Votre objectif:
Selon les estimations de l'ONU citées dans l'extrait sur les mines terrestres dans l'État d'Arakan, combien de personnes fuient l'opération militaire ?
::: Extrait à lire
En se fondant sur des entretiens avec des témoins et sur l’analyse de ses experts en armements, Amnesty International a constaté que des mines terrestres seraient utilisées de manière ciblée le long d’une bande de terre étroite qui forme une partie de la frontière nord-ouest de l’État d’Arakan où, selon les estimations de l’ONU, 270 000 personnes fuient une vaste opération militaire lancée il y a 15 jours.
« La situation déjà terrible dans l’État d’Arakan s’aggrave encore. L’usage que fait l’armée du Myanmar d’armes meurtrières et non discriminantes par nature, sur des passages très fréquentés le long de la frontière, met la vie de simples citoyens en grand danger, a déclaré Tirana Hassan, directrice du programme Réaction aux crises à Amnesty International, qui se trouve actuellement près de la frontière entre le Bangladesh et le Myanmar.
::::::
::: Données fournies
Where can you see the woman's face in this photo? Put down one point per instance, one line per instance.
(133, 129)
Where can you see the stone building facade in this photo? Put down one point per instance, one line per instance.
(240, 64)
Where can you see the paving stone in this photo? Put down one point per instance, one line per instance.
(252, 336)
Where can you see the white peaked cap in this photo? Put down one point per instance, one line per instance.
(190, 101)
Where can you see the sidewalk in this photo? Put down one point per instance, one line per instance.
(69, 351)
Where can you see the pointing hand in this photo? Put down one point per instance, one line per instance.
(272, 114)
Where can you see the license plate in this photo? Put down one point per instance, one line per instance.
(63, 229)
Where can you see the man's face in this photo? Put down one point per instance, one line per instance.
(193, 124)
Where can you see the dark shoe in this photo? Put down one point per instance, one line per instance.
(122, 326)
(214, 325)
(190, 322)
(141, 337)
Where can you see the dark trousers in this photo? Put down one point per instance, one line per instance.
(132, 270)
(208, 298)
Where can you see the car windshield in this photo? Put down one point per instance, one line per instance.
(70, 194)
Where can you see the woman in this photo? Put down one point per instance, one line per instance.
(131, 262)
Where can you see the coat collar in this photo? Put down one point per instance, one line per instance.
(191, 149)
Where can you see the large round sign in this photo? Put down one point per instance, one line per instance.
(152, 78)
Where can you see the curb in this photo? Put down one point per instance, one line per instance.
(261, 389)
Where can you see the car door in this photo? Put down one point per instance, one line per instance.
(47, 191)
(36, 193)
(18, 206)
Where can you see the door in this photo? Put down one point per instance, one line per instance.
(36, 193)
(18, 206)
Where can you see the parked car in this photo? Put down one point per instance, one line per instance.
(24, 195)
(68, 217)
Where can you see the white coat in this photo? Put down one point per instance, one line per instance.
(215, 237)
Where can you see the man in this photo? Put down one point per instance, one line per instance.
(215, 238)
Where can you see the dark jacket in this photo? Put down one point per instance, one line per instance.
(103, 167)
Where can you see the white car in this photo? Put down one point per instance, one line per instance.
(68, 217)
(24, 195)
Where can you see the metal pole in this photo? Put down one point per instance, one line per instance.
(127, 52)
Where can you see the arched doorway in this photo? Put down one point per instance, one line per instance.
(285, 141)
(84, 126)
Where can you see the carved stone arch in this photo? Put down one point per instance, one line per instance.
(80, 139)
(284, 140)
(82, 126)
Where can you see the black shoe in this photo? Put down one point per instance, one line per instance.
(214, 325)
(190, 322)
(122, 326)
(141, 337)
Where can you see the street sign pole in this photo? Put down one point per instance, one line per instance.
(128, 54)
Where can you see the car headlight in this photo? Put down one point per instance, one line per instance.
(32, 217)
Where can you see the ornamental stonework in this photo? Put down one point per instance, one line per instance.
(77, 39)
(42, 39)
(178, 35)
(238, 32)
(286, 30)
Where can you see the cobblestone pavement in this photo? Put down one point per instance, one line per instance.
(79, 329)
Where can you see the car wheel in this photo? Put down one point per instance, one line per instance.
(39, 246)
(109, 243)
::::::
::: Données fournies
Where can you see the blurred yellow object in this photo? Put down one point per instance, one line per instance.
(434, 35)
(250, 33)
::::::
::: Données fournies
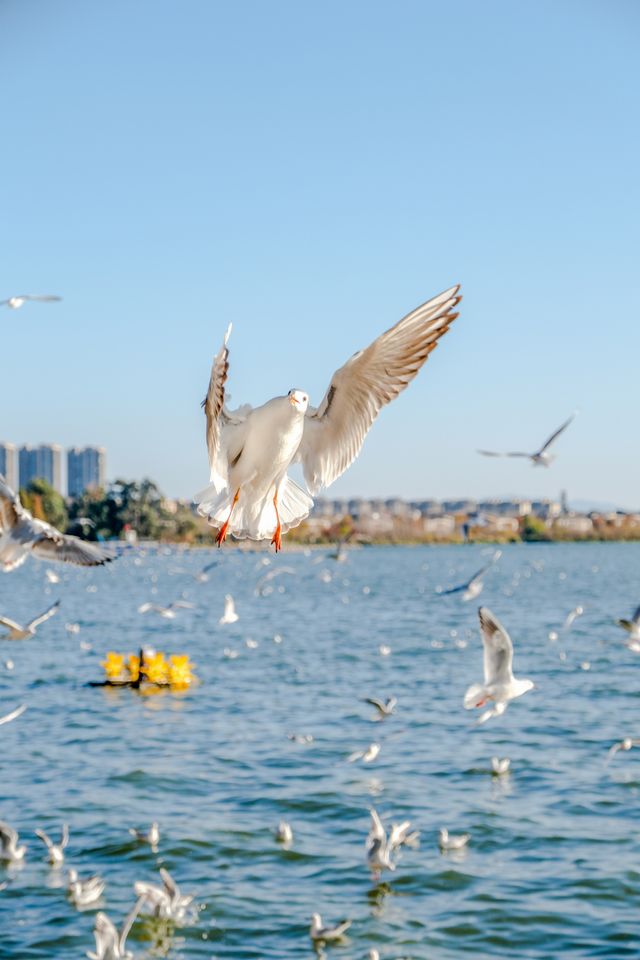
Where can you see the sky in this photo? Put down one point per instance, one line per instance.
::::::
Réponse proposée:
270 000 personnes fuient l'opération militaire lancée il y a 15 jours.